Exercise requirements:
a: From the post on why a company should have a mission, vision and values, list the benefits it says these provide when they are crafted well, used and promoted.
b: Write the next part of the post on why a company should have a mission, vision and values, starting after its last sentence.

Twice in the last week I have either seen or heard someone ask the question, why should a company have a mission, vision and values? I am a little concerned that there is still a question mark around this.
On linkedin.com Q&A it is still a question people are posing and people are coming back with very intelliegent answers ... check them out at Linkedin.com/mission+vision
In my view there is still a question mark around this subject because most companies just create them [badly], tick the box and then put them somewhere in a draw and forget about them. When questioned, most employees can't remember their company's own mission. Indeed in this situation it is very questionable why you should need them, because they are not used and therefore a waste of time and effort. So if you don't want to take them seriously don't do it.
However, if mission, vision and values are crafted well in a collaborative and inclusive way, used, promoted and evolve over time, they are very useful in providing direction and focus, encouraging innovation within boundaries, motivating employees and creating a source of sustainable competitive advantage and therefore worth investing time in.
The way I look at these is as follows:
1. Mission = Purpose, why you are doing what you are doing, why you exist, your story, providing a sense of purpose. Employees are particularly motivated by the duty and purpose of the company they work for, ie. what is that company's legacy, what will be written on its head stone. If written broadly enough but within boundaries, it gives room for enough innovation. Take Google's mission - "to organize the worlds information to make it universally accessable and usable". It defines what business they are in and what business they want to be in. It is short, motivational, easy to remember, broad but provides boundaries, there is an element of economic profitability and social responsibilty to this mission. Missions should be promoted externally to clients and stakeholders. Try to answer this "Our company is on a mission to ..." Is is most certain better to know who you are than where you are going. You can't fulfil a purpose, it is a guiding star, there to inspire.
2. Values = principles, how you do what you do. What is the set of ethical and moral tones to guide operations. These should not just be dreamt up but based on the DNA that already exists in the organisation, it is linked to the inherent culture of the organisation. These are difficult to change as it is like DNA. So with values you need to ensure the rhetoric matches reality. i.e if the organisation's DNA is competitive, values like "results-oriented" are more appropriate than "collaborative". Some of these values should also be the distinctive core competencies of the organisation, i.e how they are distinct from the competition. A value such as "client 1st" is okay as the tone of the organisation, but not a distinct core competency as this value is used industry wide.

Given information:
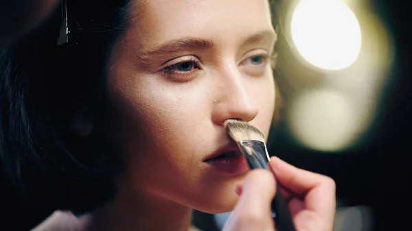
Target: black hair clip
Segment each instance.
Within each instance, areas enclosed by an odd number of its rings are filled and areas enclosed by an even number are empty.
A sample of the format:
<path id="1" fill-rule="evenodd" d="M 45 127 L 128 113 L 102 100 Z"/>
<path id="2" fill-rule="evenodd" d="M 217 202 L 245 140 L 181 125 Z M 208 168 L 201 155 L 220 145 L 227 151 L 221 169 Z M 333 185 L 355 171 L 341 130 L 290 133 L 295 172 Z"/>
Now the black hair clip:
<path id="1" fill-rule="evenodd" d="M 59 32 L 59 36 L 57 40 L 57 45 L 60 45 L 69 42 L 69 25 L 67 23 L 67 3 L 66 0 L 62 0 L 61 3 L 62 20 L 61 26 Z"/>

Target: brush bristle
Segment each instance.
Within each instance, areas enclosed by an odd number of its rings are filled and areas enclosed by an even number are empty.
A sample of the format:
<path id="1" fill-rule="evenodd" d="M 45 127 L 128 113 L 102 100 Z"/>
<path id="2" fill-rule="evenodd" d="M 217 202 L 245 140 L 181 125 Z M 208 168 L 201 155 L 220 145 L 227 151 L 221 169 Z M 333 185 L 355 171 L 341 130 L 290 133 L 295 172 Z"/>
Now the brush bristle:
<path id="1" fill-rule="evenodd" d="M 263 133 L 258 127 L 247 122 L 227 119 L 223 126 L 229 136 L 236 142 L 245 140 L 265 142 Z"/>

Replies:
a:
- Providing direction and focus
- Encouraging innovation within boundaries
- Motivating employees
- Creating a source of sustainable competitive advantage

b:
3. Vision = Aim, where do you want to be, where do you envisage your company in the foreseeable future, ie. 5-10 years [longer term not short term]. Some call this strategic intent. The outcome you are striving for, should be the best possible outcome, it could be really be stretch, or as some say a BHAG [big hairy audacious goal] so go on dare to dream. A powerful vision statement should stretch expectations and aspirations helping you step out of your comfort zone. It is complementary to the mission, not repetition of it. It provides the framework for all strategic objectives, resource allocation and plans. A vision is often written on a corporate and also business unit level. Vision is for you and your stakeholders, not for sharing externally, unlike the mission. Try and answer this "In 5 years we envisage our comapany ..."
The first 2 mission and values are your CORE as a company, they are timeless and enduring, perhaps in place for years. The 3rd vision is all about CHANGE, this is where progress is made, perhaps being changed every couple of years to make sure you are keeping up with the external environment.
What follows is market definition and positioning - this I will address in another blog post. A slogan/tag line is not the same thing as a mission and vision - this I will also address in another blog post.
You may ask, "What does this have to do with measurable marketing?". Remember "measurable" is defined as both "capable of being measured", "with care" "evaluation or a basis of comparison", but also "of distinguished importance, significance and value". Measuring is particularly important with "vision", not as a stick, but as a guide. Without a start point, end point and map, how do you know where you are, where you want to be and how far you are off from your end point and also when you have arrived? A business without a well crafted and used mission, vision and values may get by quite nicely, but they may take the long, scenic route to get there and competitors may have already arrived and started off on the next step of the journey and left you in their dust.